[Collection entries]
══════════════════════════════
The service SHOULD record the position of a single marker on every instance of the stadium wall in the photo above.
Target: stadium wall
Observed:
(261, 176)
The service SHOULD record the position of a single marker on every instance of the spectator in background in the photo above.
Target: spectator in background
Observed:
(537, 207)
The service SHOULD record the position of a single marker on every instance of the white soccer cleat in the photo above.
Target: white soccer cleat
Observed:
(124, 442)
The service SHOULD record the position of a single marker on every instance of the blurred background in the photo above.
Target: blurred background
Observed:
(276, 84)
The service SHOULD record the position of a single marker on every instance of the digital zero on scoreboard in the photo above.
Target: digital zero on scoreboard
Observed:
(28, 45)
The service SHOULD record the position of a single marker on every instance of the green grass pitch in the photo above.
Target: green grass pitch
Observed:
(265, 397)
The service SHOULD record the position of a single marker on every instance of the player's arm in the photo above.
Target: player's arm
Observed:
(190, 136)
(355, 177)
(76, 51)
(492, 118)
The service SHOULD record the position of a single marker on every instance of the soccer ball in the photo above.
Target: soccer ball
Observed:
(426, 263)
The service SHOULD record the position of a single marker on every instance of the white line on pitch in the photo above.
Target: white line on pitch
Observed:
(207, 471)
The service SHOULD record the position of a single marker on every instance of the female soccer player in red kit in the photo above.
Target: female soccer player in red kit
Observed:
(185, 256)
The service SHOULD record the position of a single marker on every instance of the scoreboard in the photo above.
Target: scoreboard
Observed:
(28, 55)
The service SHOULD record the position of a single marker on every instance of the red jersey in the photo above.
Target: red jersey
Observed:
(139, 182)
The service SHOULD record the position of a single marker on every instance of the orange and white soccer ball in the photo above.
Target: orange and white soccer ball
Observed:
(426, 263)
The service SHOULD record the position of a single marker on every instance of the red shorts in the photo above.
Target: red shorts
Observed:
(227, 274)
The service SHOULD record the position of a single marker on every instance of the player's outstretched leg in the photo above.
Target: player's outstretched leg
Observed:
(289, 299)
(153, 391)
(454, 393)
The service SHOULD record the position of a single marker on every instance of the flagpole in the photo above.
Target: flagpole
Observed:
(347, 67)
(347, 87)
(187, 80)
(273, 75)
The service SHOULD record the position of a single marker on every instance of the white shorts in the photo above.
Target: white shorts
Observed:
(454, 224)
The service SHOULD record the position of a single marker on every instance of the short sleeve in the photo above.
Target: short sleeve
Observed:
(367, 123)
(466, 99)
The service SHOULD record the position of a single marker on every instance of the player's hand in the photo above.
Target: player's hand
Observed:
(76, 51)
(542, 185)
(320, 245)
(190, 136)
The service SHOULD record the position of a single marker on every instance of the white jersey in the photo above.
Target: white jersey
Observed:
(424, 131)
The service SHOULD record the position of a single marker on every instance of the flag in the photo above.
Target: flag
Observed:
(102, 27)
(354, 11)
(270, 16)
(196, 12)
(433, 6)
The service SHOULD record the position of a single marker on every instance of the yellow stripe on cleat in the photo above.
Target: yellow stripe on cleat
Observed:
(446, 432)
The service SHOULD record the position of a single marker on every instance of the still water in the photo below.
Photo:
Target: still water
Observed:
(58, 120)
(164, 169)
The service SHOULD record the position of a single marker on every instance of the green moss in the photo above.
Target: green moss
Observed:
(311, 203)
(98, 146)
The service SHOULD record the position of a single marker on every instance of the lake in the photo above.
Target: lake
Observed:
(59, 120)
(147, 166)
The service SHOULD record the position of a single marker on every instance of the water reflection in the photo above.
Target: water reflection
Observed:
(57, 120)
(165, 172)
══════════════════════════════
ACTIVITY -> Repeat word for word every line from the start of the entries to the line holding "Target: player's arm", inclusive, and nothing else.

PROBLEM SOLUTION ->
The service SHOULD record the position of a single marker on every instance of the stadium wall in the photo above.
Target: stadium wall
Observed:
(261, 176)
The service SHOULD record the position of a single marker on every instance of the spectator in background in the photo above.
Target: spectator in background
Observed:
(537, 207)
The service SHOULD record the position of a single marker on every instance of the white soccer cleat in the photo above.
Target: white soccer cleat
Observed:
(124, 442)
The service SHOULD record the position of a single marker on every instance of the blurred background in the photo above.
Target: blurred background
Observed:
(276, 84)
The service SHOULD record the position of a single marker on every instance of the digital zero on scoreboard in the photo above.
Target: digital zero on scoreboard
Observed:
(28, 45)
The service SHOULD record the position of a single marker on every instance of the green grass pitch in the photo above.
Target: green grass pitch
Observed:
(265, 397)
The service SHOULD record the position of a single marker on every instance of the player's arm in the photo above.
Target: player's arm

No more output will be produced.